_Problem requirements:_
Copy every line in the items below that contains the word "Target".

_Listed records:_
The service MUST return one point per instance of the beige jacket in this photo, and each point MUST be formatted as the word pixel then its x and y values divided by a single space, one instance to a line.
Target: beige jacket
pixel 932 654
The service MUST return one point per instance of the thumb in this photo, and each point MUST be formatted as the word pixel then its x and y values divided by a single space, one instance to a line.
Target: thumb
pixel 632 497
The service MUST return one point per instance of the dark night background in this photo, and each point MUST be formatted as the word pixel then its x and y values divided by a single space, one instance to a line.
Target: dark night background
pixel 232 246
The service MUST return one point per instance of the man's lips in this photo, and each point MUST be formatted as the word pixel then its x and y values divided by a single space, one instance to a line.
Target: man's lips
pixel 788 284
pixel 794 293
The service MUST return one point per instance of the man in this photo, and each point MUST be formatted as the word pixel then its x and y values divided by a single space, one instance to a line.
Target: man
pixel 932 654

...

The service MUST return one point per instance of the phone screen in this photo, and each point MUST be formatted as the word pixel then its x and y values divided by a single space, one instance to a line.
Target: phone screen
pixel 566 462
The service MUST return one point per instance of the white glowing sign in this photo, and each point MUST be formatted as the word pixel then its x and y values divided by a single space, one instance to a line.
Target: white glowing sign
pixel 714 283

...

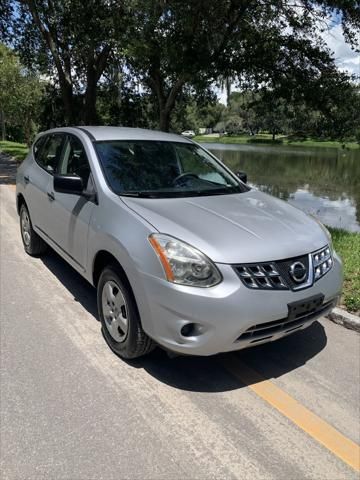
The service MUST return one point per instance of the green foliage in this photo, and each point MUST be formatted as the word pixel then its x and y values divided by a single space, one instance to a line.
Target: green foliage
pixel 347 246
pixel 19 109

_Task solution:_
Target: beige jacket
Target: thumb
Target: dark night background
Target: man's lips
Target: man
Target: phone screen
Target: white glowing sign
Target: green foliage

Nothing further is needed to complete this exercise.